Article:
** begin **

> **Puzzle 199.** Suppose that \$$\mathcal{V}\$$ is a commutative quantale. Show that composition of \$$\mathcal{V}\$$-enriched profunctors is associative.

I tried to prove this in [comment #21](https://forum.azimuthproject.org/discussion/comment/20204/#Comment_20204) of lecture 62, but I used Wikipedia's definition of a unital quantale.

My old attempted proof uses the following distributive laws:

$a \otimes \left( \bigvee\_{b\in B} b\right) = \bigvee\_{b \in B} (a \otimes b) \quad ; \quad \bigvee\_{b\in B} (b \otimes a) = \left(\bigvee\_{b \in B} b\right) \otimes a$

Since we are assuming \$$\mathcal{V}\$$ is commutative, we only need to prove one of these.

Recalling the definition of a quantale, we have:

> **Definition.** A **quantale** is a closed monoidal poset \$$\mathcal{V}\$$ that has all joins: that is, every subset of \$$S\subseteq \mathcal{V}\$$ has a least upper bound \$$\bigvee S\$$.

Hence we know that \$$\mathcal{V}\$$ has an adjoint \$$(A \otimes -) \dashv (A \multimap -)\$$ from [Lecture 61](https://forum.azimuthproject.org/discussion/2291/lecture-61-chapter-4-closed-monoidal-posets/p1).

** end **

Dataset content:
** begin **

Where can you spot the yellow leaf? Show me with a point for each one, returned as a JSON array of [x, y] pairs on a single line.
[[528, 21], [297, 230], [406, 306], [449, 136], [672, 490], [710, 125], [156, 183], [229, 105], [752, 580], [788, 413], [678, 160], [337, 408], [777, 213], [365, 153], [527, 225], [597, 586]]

** end **

Problem 1: In the post on Puzzle 199, why does only one of the two distributive laws need to be proved?
Problem 2: Write what comes next in the post on Puzzle 199, picking up after its final sentence.

Written response 1: Because V is assumed to be commutative.

Written response 2:
Next, we want to show \$$a \otimes \bigvee_{b \in B} b \leq c \iff \bigvee_{b \in B} (a \otimes b) \leq c\$$. Using the adjunction from Lecture 61 we have the following chain of biconditionals:

\begin{align} a \otimes \left(\bigvee_{b \in B} b\right) \leq c & \iff \bigvee_{b \in B} b \leq a \multimap c \\\\ & \iff \text{for all } b \text{ in } B \text{: } b \leq a \multimap c \\\\ & \iff \text{for all } b \text{ in } B \text{: } a \otimes b \leq c \\\\ & \iff \bigvee_{b \in B} (a \otimes b) \leq c \\\\ \end{align}

We know that \$$a \otimes \left(\bigvee_{b \in B} b\right) \leq a \otimes \left(\bigvee_{b \in B} b\right)\$$ by reflexivity, hence \$$\bigvee_{b \in B} (a \otimes b) \leq a \otimes \left(\bigvee_{b \in B} b\right)\$$. Similarly, we know \$$\bigvee_{b \in B} (a \otimes b) \leq \bigvee_{b \in B} (a \otimes b) \$$, hence \$$a \otimes \left(\bigvee_{b \in B} b\right) \leq \bigvee_{b \in B} (a \otimes b) \$$. Thus \$$a \otimes \left(\bigvee_{b \in B} b\right) = \bigvee_{b \in B} (a \otimes b) \$$.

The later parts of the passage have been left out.